> WHAT TO PRODUCE: Please restate, exactly, only the lines from the beginning of the listing below through the line containing "Indicate a point per instance of the insect hind", with the pictures left out.

> SUPPLIED MATERIAL:

-=-=-

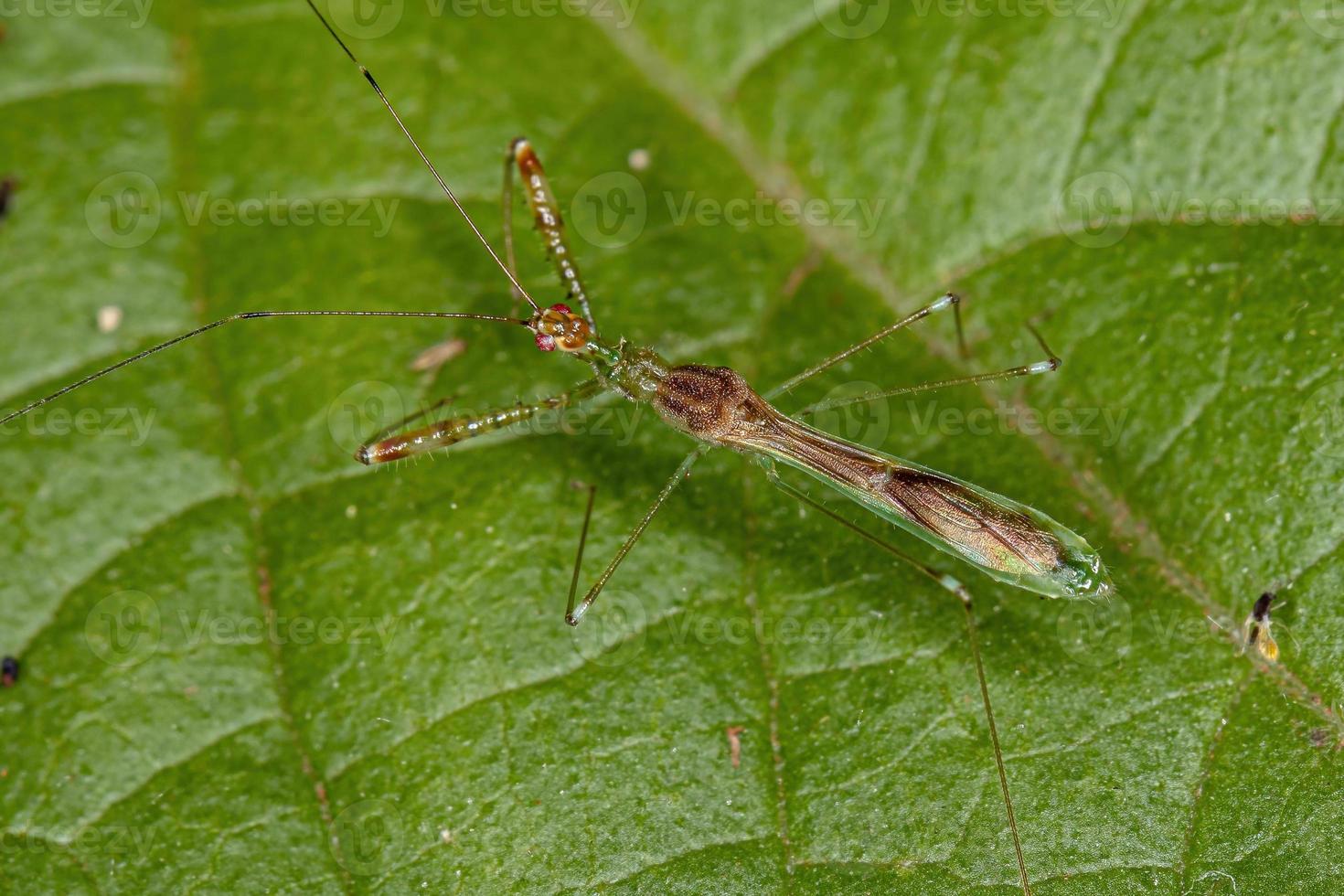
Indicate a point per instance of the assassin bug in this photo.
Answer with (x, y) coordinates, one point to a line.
(717, 407)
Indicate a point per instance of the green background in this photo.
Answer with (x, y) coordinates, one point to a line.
(421, 718)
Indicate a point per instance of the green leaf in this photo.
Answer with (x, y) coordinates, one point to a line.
(249, 663)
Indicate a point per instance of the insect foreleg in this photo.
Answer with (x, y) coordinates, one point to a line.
(459, 429)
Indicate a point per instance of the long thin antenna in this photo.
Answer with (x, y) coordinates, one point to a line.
(471, 223)
(246, 316)
(960, 592)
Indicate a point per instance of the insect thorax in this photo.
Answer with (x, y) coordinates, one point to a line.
(711, 403)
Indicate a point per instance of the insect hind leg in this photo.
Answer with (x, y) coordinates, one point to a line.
(960, 592)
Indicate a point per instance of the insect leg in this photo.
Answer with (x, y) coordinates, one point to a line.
(572, 614)
(546, 209)
(964, 597)
(459, 429)
(937, 305)
(1047, 366)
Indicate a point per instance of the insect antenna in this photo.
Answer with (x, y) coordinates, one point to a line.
(420, 152)
(245, 316)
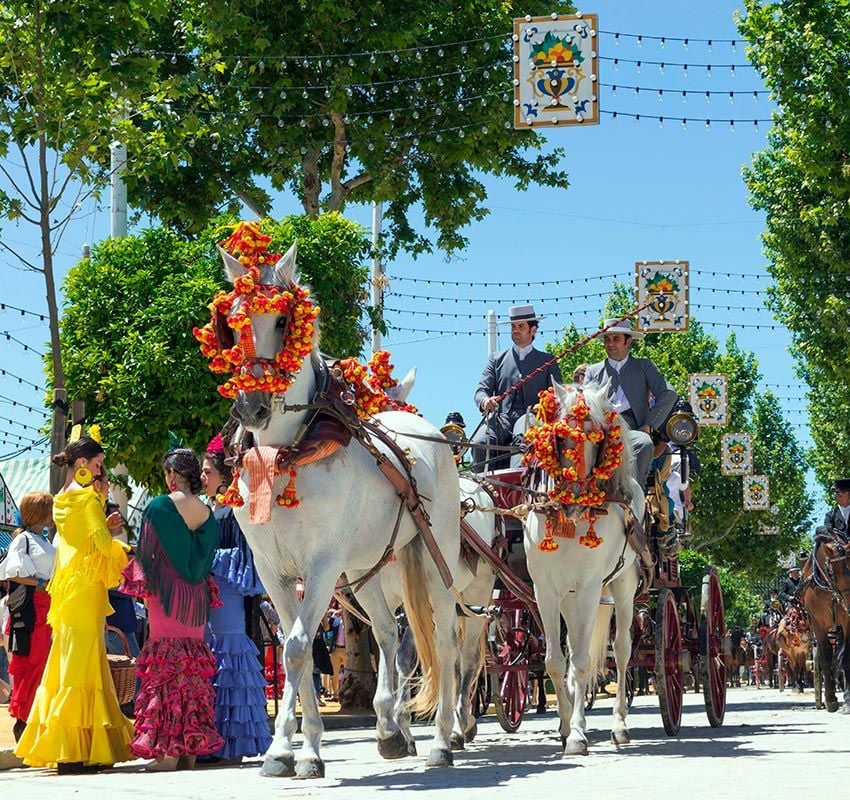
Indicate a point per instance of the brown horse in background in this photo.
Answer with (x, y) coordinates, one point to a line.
(794, 639)
(825, 596)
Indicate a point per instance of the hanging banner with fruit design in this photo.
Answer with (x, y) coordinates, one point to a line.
(736, 454)
(756, 493)
(662, 286)
(707, 396)
(556, 69)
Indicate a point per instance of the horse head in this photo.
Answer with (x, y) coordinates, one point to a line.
(587, 432)
(265, 327)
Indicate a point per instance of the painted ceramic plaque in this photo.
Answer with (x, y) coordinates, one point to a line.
(556, 71)
(707, 396)
(662, 286)
(736, 454)
(756, 493)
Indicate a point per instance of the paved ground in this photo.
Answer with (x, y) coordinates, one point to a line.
(772, 744)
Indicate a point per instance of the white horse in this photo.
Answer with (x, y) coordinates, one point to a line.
(344, 523)
(570, 581)
(474, 589)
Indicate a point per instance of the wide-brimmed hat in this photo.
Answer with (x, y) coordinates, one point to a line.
(621, 326)
(521, 314)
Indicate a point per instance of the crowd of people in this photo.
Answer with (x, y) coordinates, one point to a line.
(200, 691)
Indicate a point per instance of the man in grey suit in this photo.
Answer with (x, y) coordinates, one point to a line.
(503, 371)
(632, 382)
(836, 518)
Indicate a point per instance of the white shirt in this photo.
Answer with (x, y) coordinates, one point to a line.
(38, 563)
(619, 399)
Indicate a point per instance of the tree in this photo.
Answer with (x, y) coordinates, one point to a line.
(339, 101)
(801, 183)
(58, 68)
(722, 530)
(127, 330)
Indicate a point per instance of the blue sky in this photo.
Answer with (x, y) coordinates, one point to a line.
(638, 191)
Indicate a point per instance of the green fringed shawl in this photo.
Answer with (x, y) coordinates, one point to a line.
(176, 561)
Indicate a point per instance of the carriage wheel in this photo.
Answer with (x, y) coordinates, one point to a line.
(714, 670)
(510, 672)
(669, 677)
(481, 695)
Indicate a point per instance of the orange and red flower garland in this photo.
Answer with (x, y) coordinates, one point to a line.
(543, 452)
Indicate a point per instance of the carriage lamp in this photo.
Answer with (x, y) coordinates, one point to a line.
(682, 428)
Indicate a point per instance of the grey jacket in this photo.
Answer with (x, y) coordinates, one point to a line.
(639, 378)
(503, 371)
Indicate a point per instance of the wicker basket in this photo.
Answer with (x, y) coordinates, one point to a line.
(123, 670)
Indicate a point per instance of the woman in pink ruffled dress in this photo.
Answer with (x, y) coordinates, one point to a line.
(175, 718)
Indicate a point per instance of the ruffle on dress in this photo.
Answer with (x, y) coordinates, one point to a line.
(240, 700)
(236, 566)
(174, 707)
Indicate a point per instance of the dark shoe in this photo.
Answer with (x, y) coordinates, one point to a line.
(78, 768)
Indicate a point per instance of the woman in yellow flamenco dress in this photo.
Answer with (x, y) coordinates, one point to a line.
(76, 724)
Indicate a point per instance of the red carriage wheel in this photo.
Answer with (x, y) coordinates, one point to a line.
(510, 670)
(713, 668)
(669, 677)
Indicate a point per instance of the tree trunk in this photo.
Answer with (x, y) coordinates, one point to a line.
(357, 690)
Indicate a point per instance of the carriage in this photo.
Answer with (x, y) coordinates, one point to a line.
(671, 635)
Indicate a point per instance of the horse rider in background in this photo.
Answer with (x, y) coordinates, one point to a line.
(504, 370)
(632, 381)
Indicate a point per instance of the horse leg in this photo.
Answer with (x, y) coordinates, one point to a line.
(556, 661)
(392, 743)
(279, 761)
(298, 660)
(623, 592)
(465, 726)
(582, 613)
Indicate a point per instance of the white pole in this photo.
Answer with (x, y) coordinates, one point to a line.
(492, 333)
(118, 216)
(377, 270)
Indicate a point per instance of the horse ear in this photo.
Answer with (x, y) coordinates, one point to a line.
(233, 268)
(561, 393)
(405, 385)
(285, 271)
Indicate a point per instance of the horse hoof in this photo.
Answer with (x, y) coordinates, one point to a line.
(620, 737)
(440, 758)
(278, 767)
(575, 747)
(310, 768)
(393, 746)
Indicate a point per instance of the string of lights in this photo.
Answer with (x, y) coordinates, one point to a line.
(27, 348)
(19, 404)
(23, 311)
(37, 445)
(21, 380)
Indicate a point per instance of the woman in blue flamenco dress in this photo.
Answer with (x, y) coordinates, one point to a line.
(240, 699)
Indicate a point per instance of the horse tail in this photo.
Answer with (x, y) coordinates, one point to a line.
(420, 616)
(599, 640)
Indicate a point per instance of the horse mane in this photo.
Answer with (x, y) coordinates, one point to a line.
(597, 400)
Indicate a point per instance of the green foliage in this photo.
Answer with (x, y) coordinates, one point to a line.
(801, 183)
(414, 130)
(722, 530)
(740, 601)
(127, 329)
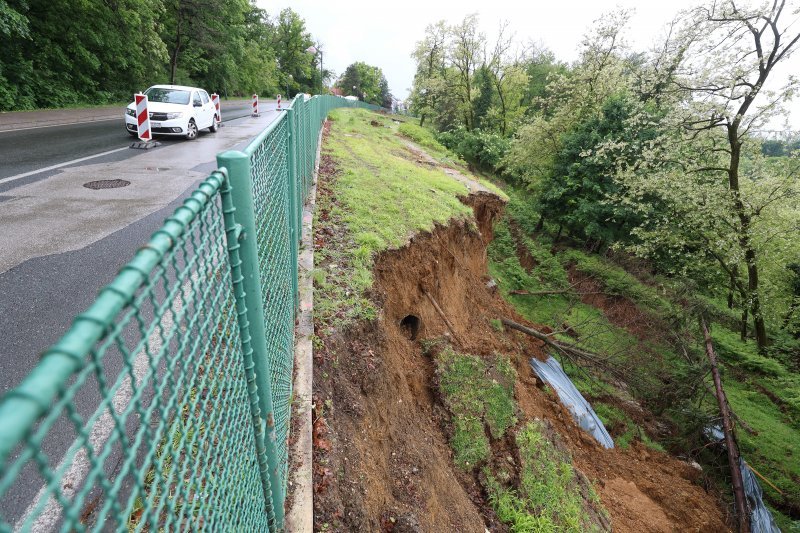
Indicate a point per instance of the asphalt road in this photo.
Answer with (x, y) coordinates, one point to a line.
(60, 243)
(26, 150)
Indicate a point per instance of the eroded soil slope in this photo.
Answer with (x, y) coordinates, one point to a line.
(383, 459)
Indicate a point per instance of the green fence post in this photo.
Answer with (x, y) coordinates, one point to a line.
(237, 165)
(296, 211)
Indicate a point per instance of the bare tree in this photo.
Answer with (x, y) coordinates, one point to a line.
(731, 53)
(465, 54)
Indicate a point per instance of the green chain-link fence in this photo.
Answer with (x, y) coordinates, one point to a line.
(166, 406)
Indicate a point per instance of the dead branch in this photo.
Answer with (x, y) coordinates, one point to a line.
(730, 441)
(444, 317)
(568, 349)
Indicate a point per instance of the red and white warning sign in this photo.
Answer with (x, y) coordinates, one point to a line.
(143, 118)
(215, 100)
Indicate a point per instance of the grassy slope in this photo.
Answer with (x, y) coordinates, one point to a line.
(382, 197)
(761, 390)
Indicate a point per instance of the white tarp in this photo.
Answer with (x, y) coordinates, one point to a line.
(552, 373)
(761, 520)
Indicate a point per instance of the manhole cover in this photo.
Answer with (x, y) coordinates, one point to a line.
(106, 184)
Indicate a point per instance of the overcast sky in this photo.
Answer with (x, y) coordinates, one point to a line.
(384, 36)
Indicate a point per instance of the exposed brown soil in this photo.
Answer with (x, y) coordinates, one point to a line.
(382, 460)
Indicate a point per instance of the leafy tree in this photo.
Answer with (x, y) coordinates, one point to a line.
(291, 41)
(466, 45)
(366, 82)
(574, 97)
(429, 85)
(576, 194)
(483, 102)
(728, 99)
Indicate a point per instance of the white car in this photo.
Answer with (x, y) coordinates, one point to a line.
(175, 110)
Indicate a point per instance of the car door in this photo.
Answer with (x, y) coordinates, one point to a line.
(197, 110)
(208, 109)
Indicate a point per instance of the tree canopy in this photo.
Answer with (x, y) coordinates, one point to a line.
(367, 83)
(55, 53)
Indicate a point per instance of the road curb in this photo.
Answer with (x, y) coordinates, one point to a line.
(300, 515)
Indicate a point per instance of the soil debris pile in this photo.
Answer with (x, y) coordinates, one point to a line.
(428, 416)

-=-=-

> TASK OUTPUT:
Indicate a point per instance of the assassin bug in this photo.
Answer with (x, y) coordinates, one point to a line.
(717, 407)
Indicate a point per instance of the green background in this photo.
Answer with (x, y) coordinates, one point to a line.
(421, 718)
Indicate a point per instance of the green leaf in this photo.
Answer with (x, y) coordinates, one point to a line.
(249, 663)
Indicate a point per instance of the insect foreleg in this photo.
Answer with (x, y) coordinates, one point to a line.
(459, 429)
Indicate a point per instance of the long thin antenna in this photo.
Answer with (x, y) coordinates, one point to a line.
(471, 223)
(246, 316)
(960, 592)
Indicate a point per instance of the insect thorax in this photo.
Answer with (x, y) coordinates, one point to a line.
(711, 403)
Indicate a point per instance of the insect hind leg in this photo.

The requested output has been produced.